WHAT TO PRODUCE
Reproduce, with no edits, the line that contains "Using the image above, draw a bounding box around the open" and all the lines that follow it, ending with the last line of the records.

****************

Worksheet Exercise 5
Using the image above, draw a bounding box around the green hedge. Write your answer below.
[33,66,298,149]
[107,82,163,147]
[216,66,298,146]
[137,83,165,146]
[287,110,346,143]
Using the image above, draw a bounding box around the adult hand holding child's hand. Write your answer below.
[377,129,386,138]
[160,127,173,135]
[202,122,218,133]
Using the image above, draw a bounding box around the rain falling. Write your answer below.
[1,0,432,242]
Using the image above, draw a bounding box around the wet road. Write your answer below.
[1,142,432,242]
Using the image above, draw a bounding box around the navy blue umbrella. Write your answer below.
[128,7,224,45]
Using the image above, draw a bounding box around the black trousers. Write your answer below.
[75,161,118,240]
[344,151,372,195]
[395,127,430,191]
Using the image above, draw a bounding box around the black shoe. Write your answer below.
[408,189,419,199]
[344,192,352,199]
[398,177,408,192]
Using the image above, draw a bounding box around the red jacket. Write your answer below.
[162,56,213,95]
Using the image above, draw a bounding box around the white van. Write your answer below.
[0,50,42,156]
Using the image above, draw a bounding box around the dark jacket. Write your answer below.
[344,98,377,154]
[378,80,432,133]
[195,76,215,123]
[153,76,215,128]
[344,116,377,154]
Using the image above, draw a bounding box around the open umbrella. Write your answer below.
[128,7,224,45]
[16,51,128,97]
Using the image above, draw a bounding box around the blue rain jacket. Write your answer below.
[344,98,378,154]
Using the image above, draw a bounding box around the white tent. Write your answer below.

****************

SOLUTION FOR THIS PROBLEM
Using the image above, draw a bounding box around the open umbrella. Write your answer below.
[128,7,224,45]
[16,51,128,97]
Using the image above, draw a bounding box around the blue rain jacket. Write your answer below.
[344,98,378,154]
Using the image above, draw a bounding box around the white tent. Write your answer below.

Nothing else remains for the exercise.